## What to do
According to the postal reform announcement, for how long would the legislation keep current service standards in place to protect rural postal customers?

Source document: Begin

On March 22, Senators Tom Carper (D-DE), Jerry Moran (R-KS), Heide Heitkamp (D-ND), and Claire McCaskill (D-MO) introduced the bipartisan Postal Service Reform Act of 2018, titled “Improving Postal Operations, Service, and Transparency.” The legislation is a comprehensive reform bill that would put the Postal Service on firm financial footing by providing much needed financial relief. The legislation maintains universal service while preserving 6-day mail delivery, as well as allowing the Postal Service to introduce new non-postal products and services like the delivery of beer, wine, and distilled spirits. The legislation also includes service standards reforms to protect postal customers in rural areas by maintaining the current service standards for 2 years.
The National Rural Letter Carriers’ Association (NRLCA) thanks the Senators for their bipartisan effort to advance postal reform legislation in the Senate. The NRLCA will continue to advocate for the rural craft and the postal needs of rural America, and we will work with Senators from both sides of the aisle to ensure a viable Postal Service for the 21st Century.

Source document: End
Dataset excerpts: Begin

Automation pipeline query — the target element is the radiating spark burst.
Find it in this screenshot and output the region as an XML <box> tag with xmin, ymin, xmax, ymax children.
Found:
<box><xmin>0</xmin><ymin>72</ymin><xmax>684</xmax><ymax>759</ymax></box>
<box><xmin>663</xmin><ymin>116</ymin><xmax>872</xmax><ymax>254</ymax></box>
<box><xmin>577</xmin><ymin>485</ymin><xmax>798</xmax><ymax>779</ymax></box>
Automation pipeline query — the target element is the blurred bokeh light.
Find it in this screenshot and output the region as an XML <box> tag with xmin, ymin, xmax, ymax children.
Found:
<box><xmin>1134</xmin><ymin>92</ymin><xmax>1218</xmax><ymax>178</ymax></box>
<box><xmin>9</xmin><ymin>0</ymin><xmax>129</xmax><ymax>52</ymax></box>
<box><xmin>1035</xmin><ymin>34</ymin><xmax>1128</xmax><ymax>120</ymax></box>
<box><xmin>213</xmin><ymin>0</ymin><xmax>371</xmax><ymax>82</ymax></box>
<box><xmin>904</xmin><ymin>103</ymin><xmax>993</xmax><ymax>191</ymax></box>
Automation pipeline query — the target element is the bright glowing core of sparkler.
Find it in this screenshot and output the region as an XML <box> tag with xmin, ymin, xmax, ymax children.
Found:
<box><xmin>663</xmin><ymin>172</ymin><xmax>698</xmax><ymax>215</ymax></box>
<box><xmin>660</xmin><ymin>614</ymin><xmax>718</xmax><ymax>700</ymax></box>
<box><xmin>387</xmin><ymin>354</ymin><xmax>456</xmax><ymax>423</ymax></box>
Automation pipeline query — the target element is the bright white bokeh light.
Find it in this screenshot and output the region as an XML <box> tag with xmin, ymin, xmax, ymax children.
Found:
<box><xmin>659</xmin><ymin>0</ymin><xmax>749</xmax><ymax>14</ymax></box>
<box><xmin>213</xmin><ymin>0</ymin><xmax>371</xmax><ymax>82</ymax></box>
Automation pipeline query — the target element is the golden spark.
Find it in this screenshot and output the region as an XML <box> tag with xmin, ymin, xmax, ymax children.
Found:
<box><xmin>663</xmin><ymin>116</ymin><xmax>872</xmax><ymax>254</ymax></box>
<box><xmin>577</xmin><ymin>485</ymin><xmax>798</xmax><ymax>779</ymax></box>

Dataset excerpts: End

## Result of the exercise
For 2 years.